Given instruction: Swap "drop a point" for "place a marker" everywhere in the listing below, and write the listing out again with nothing else changed.
[start Raw records]
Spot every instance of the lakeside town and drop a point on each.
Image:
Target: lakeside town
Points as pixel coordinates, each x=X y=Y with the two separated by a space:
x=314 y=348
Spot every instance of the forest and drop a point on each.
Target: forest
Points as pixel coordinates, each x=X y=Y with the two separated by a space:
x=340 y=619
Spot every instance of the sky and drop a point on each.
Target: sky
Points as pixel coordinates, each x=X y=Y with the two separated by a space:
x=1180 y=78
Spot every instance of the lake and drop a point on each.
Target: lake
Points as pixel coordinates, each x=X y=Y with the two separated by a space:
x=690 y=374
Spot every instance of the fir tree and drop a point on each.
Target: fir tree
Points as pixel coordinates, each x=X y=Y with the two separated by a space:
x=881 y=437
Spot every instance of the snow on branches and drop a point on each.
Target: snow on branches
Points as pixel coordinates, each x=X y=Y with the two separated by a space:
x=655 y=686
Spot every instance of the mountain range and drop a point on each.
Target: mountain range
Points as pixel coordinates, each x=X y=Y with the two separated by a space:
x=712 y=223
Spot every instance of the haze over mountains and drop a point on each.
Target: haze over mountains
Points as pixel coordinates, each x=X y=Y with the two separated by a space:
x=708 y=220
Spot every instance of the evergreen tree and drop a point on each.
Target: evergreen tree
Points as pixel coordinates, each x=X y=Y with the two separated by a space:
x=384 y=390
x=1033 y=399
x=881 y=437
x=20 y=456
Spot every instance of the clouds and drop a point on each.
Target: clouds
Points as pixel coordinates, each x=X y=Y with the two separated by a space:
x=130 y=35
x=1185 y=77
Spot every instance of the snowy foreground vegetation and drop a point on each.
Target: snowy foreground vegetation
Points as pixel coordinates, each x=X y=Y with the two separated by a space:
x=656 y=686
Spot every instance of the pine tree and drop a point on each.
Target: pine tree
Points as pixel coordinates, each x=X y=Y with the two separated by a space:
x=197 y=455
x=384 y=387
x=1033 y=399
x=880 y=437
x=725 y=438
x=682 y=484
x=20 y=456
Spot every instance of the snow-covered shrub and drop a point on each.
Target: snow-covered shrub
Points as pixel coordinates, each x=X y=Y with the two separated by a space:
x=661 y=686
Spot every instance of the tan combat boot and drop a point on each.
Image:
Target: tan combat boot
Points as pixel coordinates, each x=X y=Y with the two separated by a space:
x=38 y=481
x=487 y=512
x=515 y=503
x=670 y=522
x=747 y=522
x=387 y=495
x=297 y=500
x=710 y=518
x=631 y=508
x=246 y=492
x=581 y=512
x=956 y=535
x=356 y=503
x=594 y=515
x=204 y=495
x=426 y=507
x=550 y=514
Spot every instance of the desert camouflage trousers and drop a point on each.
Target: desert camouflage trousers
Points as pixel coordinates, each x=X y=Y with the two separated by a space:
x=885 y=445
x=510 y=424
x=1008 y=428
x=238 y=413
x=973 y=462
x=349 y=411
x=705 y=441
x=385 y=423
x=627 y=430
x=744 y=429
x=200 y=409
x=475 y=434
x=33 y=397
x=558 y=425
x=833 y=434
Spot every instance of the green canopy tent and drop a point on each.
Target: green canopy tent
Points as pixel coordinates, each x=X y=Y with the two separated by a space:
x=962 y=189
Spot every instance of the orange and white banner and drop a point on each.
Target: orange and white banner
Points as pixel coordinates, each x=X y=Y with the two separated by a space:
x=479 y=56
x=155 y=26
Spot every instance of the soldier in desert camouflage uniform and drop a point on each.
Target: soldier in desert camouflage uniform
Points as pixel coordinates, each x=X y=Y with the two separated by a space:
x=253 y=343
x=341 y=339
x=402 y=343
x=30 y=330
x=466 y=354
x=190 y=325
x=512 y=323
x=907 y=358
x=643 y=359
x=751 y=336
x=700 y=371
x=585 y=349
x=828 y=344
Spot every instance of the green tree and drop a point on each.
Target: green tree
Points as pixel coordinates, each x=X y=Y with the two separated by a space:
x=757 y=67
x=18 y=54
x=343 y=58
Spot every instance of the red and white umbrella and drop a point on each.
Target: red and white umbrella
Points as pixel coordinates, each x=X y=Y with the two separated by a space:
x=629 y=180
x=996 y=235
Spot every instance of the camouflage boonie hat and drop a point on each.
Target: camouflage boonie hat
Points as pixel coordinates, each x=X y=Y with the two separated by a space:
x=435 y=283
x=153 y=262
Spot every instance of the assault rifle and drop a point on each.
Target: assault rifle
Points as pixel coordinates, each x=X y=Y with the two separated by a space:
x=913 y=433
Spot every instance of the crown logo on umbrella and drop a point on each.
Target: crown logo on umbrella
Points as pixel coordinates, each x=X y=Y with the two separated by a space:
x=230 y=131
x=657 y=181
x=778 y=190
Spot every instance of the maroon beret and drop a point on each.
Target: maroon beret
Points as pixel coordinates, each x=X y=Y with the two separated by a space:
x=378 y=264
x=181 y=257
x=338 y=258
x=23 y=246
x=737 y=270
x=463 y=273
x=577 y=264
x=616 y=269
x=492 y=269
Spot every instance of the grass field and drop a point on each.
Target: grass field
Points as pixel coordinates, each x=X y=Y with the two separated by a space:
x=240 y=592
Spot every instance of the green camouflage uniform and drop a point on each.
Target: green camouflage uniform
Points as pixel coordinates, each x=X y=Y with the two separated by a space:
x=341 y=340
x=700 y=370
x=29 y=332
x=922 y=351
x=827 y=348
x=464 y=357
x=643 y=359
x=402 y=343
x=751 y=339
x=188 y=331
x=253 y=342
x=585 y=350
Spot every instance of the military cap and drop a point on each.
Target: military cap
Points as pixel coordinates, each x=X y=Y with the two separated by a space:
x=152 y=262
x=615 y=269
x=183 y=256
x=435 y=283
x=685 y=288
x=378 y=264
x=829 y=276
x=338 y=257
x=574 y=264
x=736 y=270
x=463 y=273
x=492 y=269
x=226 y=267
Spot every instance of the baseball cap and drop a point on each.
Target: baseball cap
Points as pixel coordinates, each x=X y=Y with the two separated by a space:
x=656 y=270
[end Raw records]
Problem solution:
Spot every instance of the lakeside town and place a marker on each.
Image:
Target: lakeside town
Points as pixel coordinates, each x=X y=Y with the two separated by a space:
x=314 y=348
Spot every instance of the forest and place a marker on each.
Target: forest
Points as pixel coordinates, each x=X y=Y with the two separated by a space:
x=340 y=619
Spot every instance of the sky and place a marker on each.
Target: sky
Points as pixel coordinates, each x=X y=Y with the two separated by a space:
x=1180 y=78
Spot every instance of the lake and place a marker on each.
Target: lake
Points as pixel coordinates, each x=X y=Y with the two separated by a space:
x=690 y=374
Spot every instance of the fir tree and place a marker on each.
Target: fir tree
Points as pixel coordinates, each x=X y=Y with the two separated by a space:
x=881 y=437
Spot every instance of the snow on branches and place a marker on each.
Target: snow on branches
Points as pixel coordinates, each x=X y=Y with the two separated by a space:
x=655 y=686
Spot every instance of the mountain range and place a marker on each.
Target: mountain range
Points as pixel coordinates, each x=X y=Y with the two separated by a space:
x=712 y=223
Spot every instance of the haze over mountains and place a marker on each.
Target: haze over mountains
Points as pixel coordinates, each x=X y=Y with the two separated by a space:
x=708 y=220
Spot every instance of the evergreen tree and place a marker on each.
Target: evergreen tree
Points as pixel coordinates, each x=X y=Y with the two separated by a space:
x=384 y=390
x=1033 y=399
x=881 y=437
x=20 y=456
Spot every instance of the clouds and place a marker on each.
Target: clouds
Points as pixel coordinates, each x=X y=Y with the two separated by a space:
x=130 y=35
x=1185 y=77
Spot every instance of the snowy foreground vegetation and place a marker on each.
Target: snowy foreground vegetation
Points as pixel coordinates, each x=X y=Y with the two separated by a space:
x=656 y=686
Spot every instance of the pine tree and place a marker on each.
Target: pine tree
Points as pixel coordinates, each x=X y=Y with the two separated by a space:
x=197 y=455
x=384 y=387
x=1033 y=399
x=880 y=437
x=725 y=438
x=682 y=484
x=20 y=456
Spot every instance of the snow-covered shrub and place a marker on each.
Target: snow-covered shrub
Points as pixel coordinates, each x=X y=Y with the two separated by a space:
x=661 y=686
Spot every instance of the tan combat boot and place a marker on each.
Image:
Target: tan combat boot
Points as pixel coordinates, each x=X y=Y with the two separated by a space:
x=38 y=481
x=487 y=512
x=515 y=503
x=670 y=522
x=747 y=522
x=387 y=495
x=297 y=500
x=710 y=518
x=631 y=508
x=246 y=492
x=581 y=512
x=956 y=535
x=356 y=503
x=594 y=515
x=204 y=495
x=426 y=507
x=550 y=514
Spot every instance of the desert camouflage trousers and place a marker on each.
Target: desert camouflage trousers
Points as pixel coordinates, each x=X y=Y with the two separated by a space:
x=885 y=445
x=510 y=424
x=1008 y=428
x=238 y=413
x=973 y=462
x=349 y=411
x=705 y=441
x=385 y=423
x=627 y=430
x=744 y=429
x=200 y=409
x=475 y=434
x=33 y=397
x=558 y=425
x=833 y=434
Spot every instance of the green canopy tent and place a marker on each.
Target: green canopy tent
Points as pixel coordinates, each x=X y=Y with the two separated by a space:
x=962 y=189
Spot every instance of the orange and white banner and place a marker on each.
Target: orange and white banner
Points as pixel coordinates, each x=X y=Y with the two separated by a space:
x=479 y=56
x=155 y=26
Spot every instance of the soldier in desert camouflage uniform and place a marker on each.
Target: soldier in desert camouflage uniform
Points as pixel coordinates, each x=X y=Y with the two separated by a space:
x=253 y=343
x=341 y=339
x=402 y=343
x=30 y=330
x=466 y=354
x=190 y=325
x=512 y=323
x=907 y=358
x=643 y=359
x=751 y=336
x=700 y=371
x=585 y=349
x=828 y=344
Spot every instance of the green tree and place a marker on each.
Target: green tree
Points as pixel coordinates, each x=X y=Y with the two separated by a space:
x=757 y=67
x=18 y=54
x=343 y=58
Spot every instance of the red and white umbrella and place a marker on each.
Target: red and white umbrella
Points as pixel coordinates, each x=X y=Y with the two separated by a space:
x=629 y=180
x=996 y=235
Spot every instance of the camouflage boonie hat and place a marker on each.
Target: camouflage boonie hat
Points as pixel coordinates, each x=X y=Y with the two separated by a space:
x=435 y=283
x=153 y=262
Spot every instance of the assault rifle and place a marker on each.
Target: assault rifle
Points as pixel coordinates, each x=X y=Y with the two separated by a space:
x=913 y=433
Spot every instance of the crown logo on umbrella and place a marker on each.
Target: crown logo on umbrella
Points as pixel coordinates, each x=X y=Y with the two separated by a space:
x=230 y=131
x=657 y=181
x=778 y=190
Spot every instance of the maroon beret and place a marker on each.
Target: maroon beret
Points as pixel coordinates, each x=X y=Y with the two separated by a space:
x=378 y=264
x=181 y=257
x=338 y=258
x=23 y=246
x=737 y=270
x=463 y=273
x=577 y=264
x=616 y=269
x=492 y=269
Spot every instance of the grass field and place a marker on each.
Target: grass field
Points as pixel coordinates, each x=X y=Y with the two separated by a space:
x=240 y=592
Spot every instance of the green camouflage uniform and place a marker on each.
Target: green camouflage uniform
Points as pixel coordinates, each x=X y=Y with the two separated by a space:
x=341 y=340
x=700 y=370
x=29 y=332
x=922 y=351
x=827 y=348
x=464 y=357
x=643 y=359
x=402 y=343
x=751 y=339
x=188 y=331
x=253 y=342
x=585 y=350
Spot every instance of the military cap and place a marker on each.
Target: military cap
Points as pixel coordinates, each x=X y=Y with the two separated by a space:
x=152 y=262
x=615 y=269
x=183 y=256
x=435 y=283
x=685 y=288
x=378 y=264
x=829 y=276
x=338 y=257
x=574 y=264
x=736 y=270
x=463 y=273
x=492 y=269
x=226 y=267
Spot every instance of the baseball cap and place a marker on each.
Target: baseball cap
Points as pixel coordinates, each x=X y=Y with the two separated by a space:
x=656 y=270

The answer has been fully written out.